PROBLEM TO WORK ON | According to the interview on gay adoption rights in Switzerland, how many signatures did the Family Chances petition attract?

SELECTED EXCERPT |
-.-.-
Gay adoption was allowed for this Swiss-American couple in California Keystone Archive

Switzerland is behind the times and other countries when it comes to gay adoption rights, campaigner Moël Volken tells swissinfo.ch.

Volken is spokesman for the Family Chances association which has just handed in a petition to parliament calling for gay couples to be granted the same adoption rights as heterosexual married ones.

He says around 6,000 children are part of rainbow families. But currently gay couples in registered partnerships are not allowed to adopt a child, nor is one partner allowed to adopt the child of the other.

The petition, which calls for a change to the law and attracted 19,390 signatures, will now be considered by a parliamentary committee.

swissinfo.ch: How would the law change work in practice?

Moël Volken: For instance, a friend of mine a woman has a baby. She asked me to take care of the child if she died. Now the situation is the following: if she dies, I can adopt a child on the condition that I don’t register my partnership. If I have registered my partnership, I would have to dissolve it first. This doesn’t help anybody and is a disadvantage for the child.

In our committee we have a couple, both women, who each have a child. They are registered partners and would like to be the parents of both children, but at present this is not possible. That means if one of them dies, one of the children would be without parents. The child has no guarantee that he or she can continue to grow up with her brother and her [other] mother because the law doesn’t recognise [registered partners] as parents, they are considered strangers.

When people talk about gay couples, rainbow families, and adoption they always think of a male couple who go somewhere and obtain a child. That’s not the aim of the petition.

swissinfo.ch: So the idea is to regulate this existing situation and to give more equality to registered partnerships?
-.-.-
Named object pointing entries |

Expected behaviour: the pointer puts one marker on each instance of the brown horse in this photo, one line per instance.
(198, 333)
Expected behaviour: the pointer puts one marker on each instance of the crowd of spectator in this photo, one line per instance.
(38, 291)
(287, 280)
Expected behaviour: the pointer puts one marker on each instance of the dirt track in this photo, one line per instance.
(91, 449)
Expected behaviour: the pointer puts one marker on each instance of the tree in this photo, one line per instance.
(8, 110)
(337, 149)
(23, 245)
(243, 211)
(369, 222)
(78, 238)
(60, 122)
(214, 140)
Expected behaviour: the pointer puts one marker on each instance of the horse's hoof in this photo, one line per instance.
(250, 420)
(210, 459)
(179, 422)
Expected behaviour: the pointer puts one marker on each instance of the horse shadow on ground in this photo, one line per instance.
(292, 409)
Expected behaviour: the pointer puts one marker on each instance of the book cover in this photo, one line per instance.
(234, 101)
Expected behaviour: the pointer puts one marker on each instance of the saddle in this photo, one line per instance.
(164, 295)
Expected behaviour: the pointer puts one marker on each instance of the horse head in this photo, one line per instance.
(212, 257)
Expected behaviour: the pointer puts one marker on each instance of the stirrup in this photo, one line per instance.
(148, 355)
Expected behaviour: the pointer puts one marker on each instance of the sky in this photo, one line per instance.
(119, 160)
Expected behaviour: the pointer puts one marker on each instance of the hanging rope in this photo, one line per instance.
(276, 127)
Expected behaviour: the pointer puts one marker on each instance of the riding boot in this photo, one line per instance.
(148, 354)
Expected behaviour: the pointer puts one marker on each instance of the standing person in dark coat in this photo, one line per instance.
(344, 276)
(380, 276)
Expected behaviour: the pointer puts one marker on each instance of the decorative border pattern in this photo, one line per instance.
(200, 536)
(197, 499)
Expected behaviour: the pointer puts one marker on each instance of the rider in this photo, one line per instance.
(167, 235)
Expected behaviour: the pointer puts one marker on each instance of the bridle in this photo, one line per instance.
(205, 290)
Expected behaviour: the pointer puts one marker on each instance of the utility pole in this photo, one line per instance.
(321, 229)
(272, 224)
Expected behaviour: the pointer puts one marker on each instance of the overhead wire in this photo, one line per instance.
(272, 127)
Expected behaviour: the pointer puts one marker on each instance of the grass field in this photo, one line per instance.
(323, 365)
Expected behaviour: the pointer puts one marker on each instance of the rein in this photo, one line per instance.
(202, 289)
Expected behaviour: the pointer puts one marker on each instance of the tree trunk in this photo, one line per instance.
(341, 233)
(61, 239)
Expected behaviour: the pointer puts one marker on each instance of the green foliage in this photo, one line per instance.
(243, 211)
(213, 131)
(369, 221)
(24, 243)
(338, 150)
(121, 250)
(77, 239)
-.-.-
RESPONSE FOR THIS EXERCISE | 19,390 signatures.